## ASSIGNED TASK
What is needed here is an exact copy of all the entries below.

## SUPPLIED ENTRIES

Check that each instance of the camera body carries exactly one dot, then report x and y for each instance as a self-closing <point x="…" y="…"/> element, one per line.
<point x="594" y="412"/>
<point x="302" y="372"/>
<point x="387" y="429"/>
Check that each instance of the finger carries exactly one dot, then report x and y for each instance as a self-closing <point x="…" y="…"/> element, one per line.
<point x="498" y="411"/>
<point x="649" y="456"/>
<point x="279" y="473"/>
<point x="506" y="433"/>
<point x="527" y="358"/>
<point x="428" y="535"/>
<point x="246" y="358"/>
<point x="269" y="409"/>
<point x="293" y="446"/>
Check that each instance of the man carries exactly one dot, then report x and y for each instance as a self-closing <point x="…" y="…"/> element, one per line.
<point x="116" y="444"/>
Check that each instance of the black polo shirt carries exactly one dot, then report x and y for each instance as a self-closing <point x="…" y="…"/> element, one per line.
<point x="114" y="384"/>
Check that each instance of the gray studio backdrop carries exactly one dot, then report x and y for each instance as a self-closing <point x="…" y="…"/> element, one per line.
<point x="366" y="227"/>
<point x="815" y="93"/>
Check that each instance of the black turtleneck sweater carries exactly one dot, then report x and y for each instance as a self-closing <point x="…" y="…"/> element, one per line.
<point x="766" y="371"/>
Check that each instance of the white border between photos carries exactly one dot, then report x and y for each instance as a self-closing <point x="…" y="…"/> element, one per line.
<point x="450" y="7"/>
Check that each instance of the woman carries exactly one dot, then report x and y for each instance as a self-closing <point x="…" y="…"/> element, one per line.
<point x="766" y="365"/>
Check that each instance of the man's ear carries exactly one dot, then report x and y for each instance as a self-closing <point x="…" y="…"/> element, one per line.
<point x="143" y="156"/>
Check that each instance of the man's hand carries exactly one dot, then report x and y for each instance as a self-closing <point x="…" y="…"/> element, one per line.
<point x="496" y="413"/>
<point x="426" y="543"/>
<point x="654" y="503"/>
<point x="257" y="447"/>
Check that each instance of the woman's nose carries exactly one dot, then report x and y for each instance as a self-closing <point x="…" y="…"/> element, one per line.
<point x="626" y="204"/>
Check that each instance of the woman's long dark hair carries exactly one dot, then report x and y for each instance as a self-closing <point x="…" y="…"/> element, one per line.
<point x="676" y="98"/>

## SOLUTION FOR THIS TASK
Check that each instance of the camera body carries exactly one dot, then report x and y for each instance as a self-closing <point x="…" y="…"/> element, one per line.
<point x="594" y="412"/>
<point x="302" y="372"/>
<point x="387" y="429"/>
Check that each instance of the finger carries exactly one dot, then report x and y for each instance as a self-closing <point x="…" y="…"/> element, one per line.
<point x="498" y="411"/>
<point x="649" y="456"/>
<point x="279" y="473"/>
<point x="506" y="433"/>
<point x="527" y="358"/>
<point x="428" y="535"/>
<point x="246" y="358"/>
<point x="269" y="409"/>
<point x="293" y="446"/>
Check that each instance of the man carries exactly one dot, then report x and y for each instance as a self-closing <point x="…" y="…"/> element, one per line.
<point x="116" y="444"/>
Check that each instance of the black polo shirt carries exactly one dot, then report x and y for each instance as a self-closing <point x="…" y="…"/> element, one per line.
<point x="114" y="384"/>
Check that each instance of the gray studio backdrop carries exactly one dot, then report x and y for each instance as a self-closing <point x="…" y="…"/> element, one per line.
<point x="366" y="227"/>
<point x="815" y="93"/>
Check that each instance of the black turtleneck sweater carries exactly one dot, then report x and y for each instance as a self-closing <point x="…" y="…"/> element, one per line.
<point x="766" y="371"/>
Check that each instance of the white border between photos carries exactly one dot, then report x and y for each instance as a self-closing <point x="…" y="…"/> element, one per line.
<point x="450" y="7"/>
Check that each instance of the woman carries exactly one dot, then report x and y for each instance as a self-closing <point x="…" y="…"/> element, one per line.
<point x="766" y="365"/>
Check that each instance of the man's ear carries exactly one dot, then report x and y for each instance as a self-closing <point x="…" y="…"/> element, one per line.
<point x="143" y="156"/>
Check that each instance of the man's hand carries exactly one dot, then report x and y for each instance as a self-closing <point x="…" y="…"/> element, one per line.
<point x="496" y="413"/>
<point x="426" y="543"/>
<point x="654" y="503"/>
<point x="257" y="447"/>
Check that each instance of the woman's nose carries exactly one dot, then report x and y for each instance as a self-closing <point x="…" y="…"/> element, one per line.
<point x="626" y="204"/>
Check that each instance of the woman's long dark hair carries exactly one dot, then report x and y for each instance as a self-closing <point x="…" y="…"/> element, one per line.
<point x="676" y="98"/>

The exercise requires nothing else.